## [WHAT IS EXPECTED]
After finding the line with "Point to the winding", restate it and each remaining line of the material word for word, omitting every picture.

*** Block opens ***

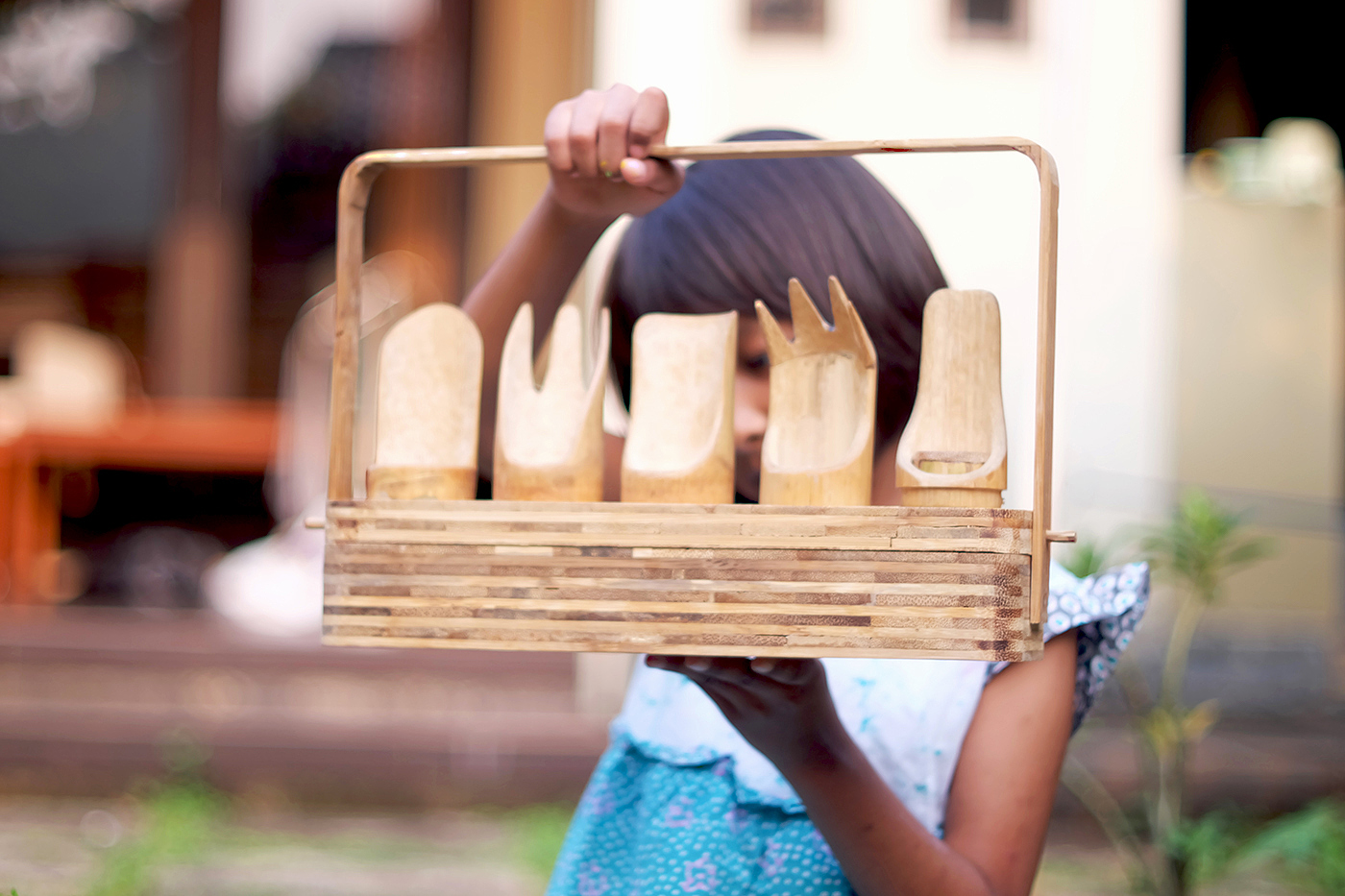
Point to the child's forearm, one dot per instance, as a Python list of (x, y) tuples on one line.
[(880, 845), (537, 267)]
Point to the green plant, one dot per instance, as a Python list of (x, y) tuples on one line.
[(1197, 550), (1308, 846), (178, 822), (1087, 559), (538, 833), (179, 815)]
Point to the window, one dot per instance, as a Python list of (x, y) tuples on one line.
[(787, 16), (995, 19)]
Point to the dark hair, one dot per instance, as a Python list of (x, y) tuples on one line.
[(737, 231)]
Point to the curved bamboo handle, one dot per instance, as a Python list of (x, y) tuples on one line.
[(359, 177)]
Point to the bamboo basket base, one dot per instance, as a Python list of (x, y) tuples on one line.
[(732, 580)]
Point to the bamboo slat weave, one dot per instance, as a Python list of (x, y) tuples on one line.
[(681, 579)]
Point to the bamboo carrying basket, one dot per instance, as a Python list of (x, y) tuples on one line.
[(683, 579)]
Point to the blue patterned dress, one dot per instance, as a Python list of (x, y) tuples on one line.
[(681, 804)]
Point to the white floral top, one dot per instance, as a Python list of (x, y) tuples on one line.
[(910, 715)]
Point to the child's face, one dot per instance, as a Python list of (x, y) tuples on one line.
[(750, 399)]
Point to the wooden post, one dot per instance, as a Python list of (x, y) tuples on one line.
[(198, 285)]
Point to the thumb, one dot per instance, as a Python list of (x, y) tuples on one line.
[(658, 175)]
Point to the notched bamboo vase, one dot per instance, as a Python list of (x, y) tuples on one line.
[(675, 567)]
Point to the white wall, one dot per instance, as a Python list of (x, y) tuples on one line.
[(1096, 84)]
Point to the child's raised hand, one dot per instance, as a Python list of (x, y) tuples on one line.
[(598, 151), (782, 707)]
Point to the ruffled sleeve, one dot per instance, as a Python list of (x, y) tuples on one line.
[(1106, 610)]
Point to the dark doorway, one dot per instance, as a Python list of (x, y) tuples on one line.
[(1248, 63)]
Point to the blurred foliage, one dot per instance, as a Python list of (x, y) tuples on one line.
[(1307, 846), (179, 815), (1166, 853), (538, 835), (1087, 559), (178, 822)]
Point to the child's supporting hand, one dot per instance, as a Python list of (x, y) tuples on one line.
[(782, 707), (598, 151)]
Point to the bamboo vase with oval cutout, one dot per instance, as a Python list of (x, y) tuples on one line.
[(954, 449), (429, 399), (679, 443)]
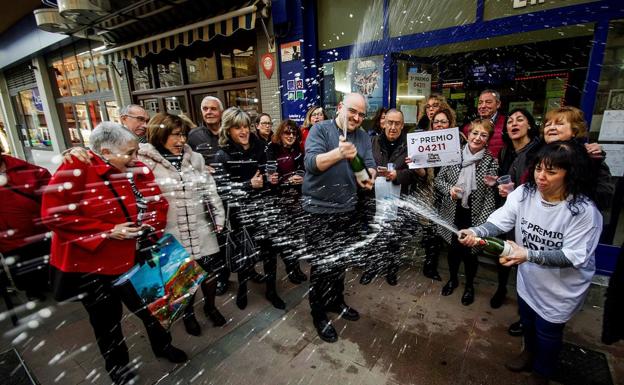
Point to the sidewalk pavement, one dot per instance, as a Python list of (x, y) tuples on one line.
[(407, 334)]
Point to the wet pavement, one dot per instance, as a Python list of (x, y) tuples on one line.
[(407, 334)]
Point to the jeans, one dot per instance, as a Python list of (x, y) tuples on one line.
[(541, 338)]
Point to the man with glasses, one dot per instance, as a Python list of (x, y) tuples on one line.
[(135, 118), (329, 198), (205, 138)]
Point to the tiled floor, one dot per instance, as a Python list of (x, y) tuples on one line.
[(407, 334)]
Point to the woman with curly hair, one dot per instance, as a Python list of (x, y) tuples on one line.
[(558, 227)]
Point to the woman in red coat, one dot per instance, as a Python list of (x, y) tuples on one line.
[(96, 212), (22, 236)]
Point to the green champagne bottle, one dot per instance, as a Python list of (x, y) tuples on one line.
[(359, 169), (494, 246)]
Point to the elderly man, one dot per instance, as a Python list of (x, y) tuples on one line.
[(329, 197), (487, 108), (390, 152), (135, 118), (96, 215), (205, 138)]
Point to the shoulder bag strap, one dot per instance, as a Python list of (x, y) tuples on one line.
[(117, 197)]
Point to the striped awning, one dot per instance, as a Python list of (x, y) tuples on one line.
[(205, 30)]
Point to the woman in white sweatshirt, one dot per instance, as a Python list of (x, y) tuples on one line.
[(557, 226)]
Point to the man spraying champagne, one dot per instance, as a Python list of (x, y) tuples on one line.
[(329, 197)]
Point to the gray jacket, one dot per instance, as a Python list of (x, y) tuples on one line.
[(335, 189)]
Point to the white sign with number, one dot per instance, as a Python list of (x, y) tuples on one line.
[(434, 148), (418, 84)]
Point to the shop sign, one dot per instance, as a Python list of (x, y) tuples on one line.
[(524, 3), (290, 51), (418, 84), (367, 80), (268, 65), (434, 148), (527, 105)]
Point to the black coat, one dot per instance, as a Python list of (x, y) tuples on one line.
[(407, 178)]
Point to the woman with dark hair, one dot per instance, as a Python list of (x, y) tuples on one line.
[(284, 150), (466, 200), (520, 136), (264, 128), (242, 165), (559, 227), (378, 122), (195, 211), (435, 102), (314, 115)]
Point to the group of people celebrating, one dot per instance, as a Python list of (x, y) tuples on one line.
[(292, 192)]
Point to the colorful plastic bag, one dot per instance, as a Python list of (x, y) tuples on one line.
[(164, 285)]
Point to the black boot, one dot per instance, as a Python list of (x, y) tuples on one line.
[(295, 275), (241, 296)]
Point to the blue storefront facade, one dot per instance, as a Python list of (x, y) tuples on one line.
[(539, 54)]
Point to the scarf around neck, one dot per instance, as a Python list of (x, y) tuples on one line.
[(467, 179)]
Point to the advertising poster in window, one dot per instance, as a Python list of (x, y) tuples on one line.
[(367, 80)]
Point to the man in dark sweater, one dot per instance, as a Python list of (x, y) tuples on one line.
[(329, 198)]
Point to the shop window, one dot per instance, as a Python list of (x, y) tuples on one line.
[(62, 85), (87, 72), (112, 110), (72, 75), (606, 126), (363, 75), (101, 73), (175, 105), (245, 98), (202, 69), (32, 122), (169, 75), (141, 76), (239, 63)]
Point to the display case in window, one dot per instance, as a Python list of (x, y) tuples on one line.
[(29, 111), (169, 75), (245, 98), (202, 69), (239, 63), (141, 77)]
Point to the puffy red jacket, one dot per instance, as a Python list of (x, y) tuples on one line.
[(81, 209), (20, 204)]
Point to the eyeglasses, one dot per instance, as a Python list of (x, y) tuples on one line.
[(353, 111), (139, 118)]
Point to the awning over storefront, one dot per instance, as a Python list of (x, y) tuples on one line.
[(205, 30)]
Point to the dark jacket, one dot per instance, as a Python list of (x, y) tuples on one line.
[(289, 161), (482, 202), (203, 141), (235, 167), (407, 178)]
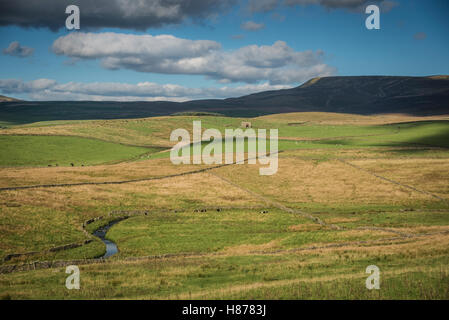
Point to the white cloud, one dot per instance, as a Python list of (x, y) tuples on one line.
[(15, 49), (47, 89), (167, 54), (252, 26)]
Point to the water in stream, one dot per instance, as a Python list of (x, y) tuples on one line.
[(111, 247)]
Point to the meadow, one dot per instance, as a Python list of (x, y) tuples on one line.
[(351, 191)]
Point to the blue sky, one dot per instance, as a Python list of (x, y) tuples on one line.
[(412, 41)]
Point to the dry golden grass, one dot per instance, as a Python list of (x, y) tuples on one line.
[(348, 119), (331, 182), (431, 175)]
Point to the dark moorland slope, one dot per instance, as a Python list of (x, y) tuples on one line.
[(358, 95)]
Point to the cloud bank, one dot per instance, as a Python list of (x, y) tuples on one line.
[(48, 89), (125, 14), (166, 54), (16, 50)]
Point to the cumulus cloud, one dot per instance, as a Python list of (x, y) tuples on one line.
[(252, 26), (165, 54), (15, 49), (48, 89), (353, 5), (262, 5), (127, 14)]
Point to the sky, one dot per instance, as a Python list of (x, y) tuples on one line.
[(178, 50)]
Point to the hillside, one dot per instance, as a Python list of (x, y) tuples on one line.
[(357, 95)]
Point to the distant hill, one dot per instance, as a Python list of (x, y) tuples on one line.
[(7, 99), (358, 95)]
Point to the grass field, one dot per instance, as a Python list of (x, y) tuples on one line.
[(351, 191)]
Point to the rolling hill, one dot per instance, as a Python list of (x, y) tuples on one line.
[(357, 95)]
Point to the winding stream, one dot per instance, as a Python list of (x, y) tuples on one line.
[(111, 247)]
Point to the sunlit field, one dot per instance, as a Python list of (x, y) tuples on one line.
[(350, 191)]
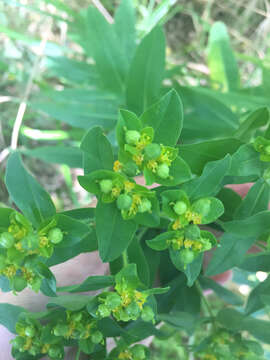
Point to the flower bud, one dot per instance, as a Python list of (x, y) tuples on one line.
[(18, 283), (2, 262), (180, 207), (104, 311), (163, 171), (147, 314), (55, 235), (97, 337), (106, 186), (144, 206), (132, 137), (60, 330), (192, 232), (152, 151), (113, 301), (186, 256), (6, 240), (124, 202), (30, 331)]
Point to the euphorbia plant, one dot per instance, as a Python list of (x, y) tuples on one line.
[(154, 240)]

*** Block closes ***

## [RESULT OF THE TASK]
Point to the winding stream, one dot per instance, as a Python list of (x, y) tuples on one line.
[(111, 247)]
Point to the sunlit field, one dot per instance, as a Python list of (x, y) tuples on one line.
[(350, 191)]
Point to the flower bud, one dot per instance, as a Python list of (x, y) tuples on one line.
[(18, 283), (2, 262), (180, 207), (104, 311), (163, 171), (147, 314), (55, 235), (97, 337), (106, 186), (144, 206), (132, 137), (60, 330), (192, 232), (152, 151), (113, 301), (186, 256), (6, 240), (124, 202), (30, 331)]
Point to the euphorbia plant, one dot per instance, as a Python list of (x, y) tuples on one line.
[(154, 240)]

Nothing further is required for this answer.